Selected passage
United States District Court, D. Maryland

July 21, 2015

DAVID ELLERBY
v.
UNITED STATES OF AMERICA Criminal No. CCB-07-064

MEMORANDUM

CATHERINE C. BLAKE, District Judge.

David Ellerby, a federal prisoner, was convicted in 2008 of various drug crimes and sentenced to a mandatory term of life imprisonment. He now challenges his convictions and sentence through a motion filed under 28 U.S.C. § 2255. He has also filed numerous related motions, including several motions to appoint counsel. For the reasons stated below, Ellerby's motion under § 2255 will be denied except as to two of his claims of ineffective assistance of counsel. The court will order an evidentiary hearing as to those two claims, and his most recent motion to appoint counsel will be granted to assist him in that hearing. The remainder of his motions will be denied.

Exercise details
Continue the court memorandum on David Ellerby's § 2255 motion, starting right after its last sentence.

[Object position labeling data]
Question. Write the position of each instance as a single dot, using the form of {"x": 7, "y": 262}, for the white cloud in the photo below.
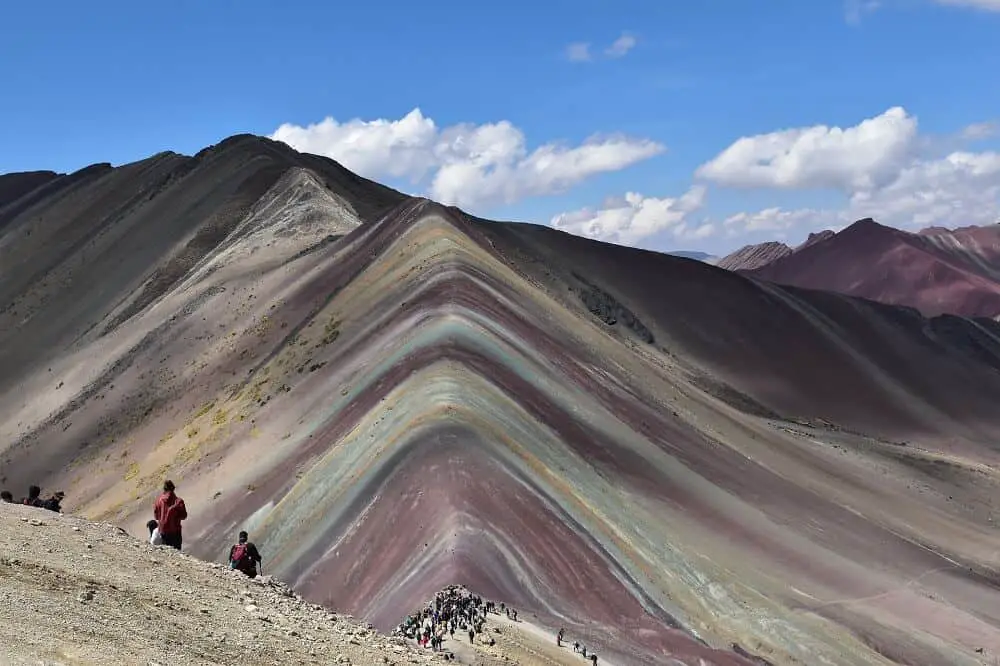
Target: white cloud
{"x": 957, "y": 190}
{"x": 980, "y": 131}
{"x": 779, "y": 219}
{"x": 960, "y": 189}
{"x": 636, "y": 217}
{"x": 854, "y": 10}
{"x": 621, "y": 46}
{"x": 818, "y": 156}
{"x": 579, "y": 52}
{"x": 468, "y": 165}
{"x": 882, "y": 166}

Written response
BACKGROUND

Ellerby and a co-defendant, Jermall Lilly, were arrested on February 1, 2007, following the controlled purchase of cocaine by a confidential informant ("CI") and the execution of search warrants at locations associated with Ellerby and Lilly. On February 13, 2007, Ellerby was indicted on a single count of conspiracy to distribute and possess with intent to distribute cocaine and "crack" cocaine, in violation of 21 U.S.C. § 841(a)(1) and (b)(1)(A). On January 16, 2008, a superseding indictment was returned including the following five counts: (1) conspiracy to distribute and possess with intent to distribute 50 grams or more of cocaine and crack, in violation of 21 U.S.C. § 846 ("Count One"): (2) distribution of 50 grams or more of crack, in violation of 21 U.S.C. § 841(a)(1) and (b)(1)(A) ("Count Two"); (3) distribution of 50 grams or more of crack, in violation of 21 U.S.C. § 841(a)(1) and (b)(1)(A) ("Count Three"); (4) distribution of cocaine, in violation of 21 U.S.C. § 841(a)(1) and (b)(1)(C) ("Count Four"); and (5) possession with intent to distribute cocaine and 100 grams or more of heroin, in violation of 21 U.S.C. § 841(a)(1), (b)(1)(B) and (b)(1)(C) ("Count Five"). The evidence introduced at trial established the following facts.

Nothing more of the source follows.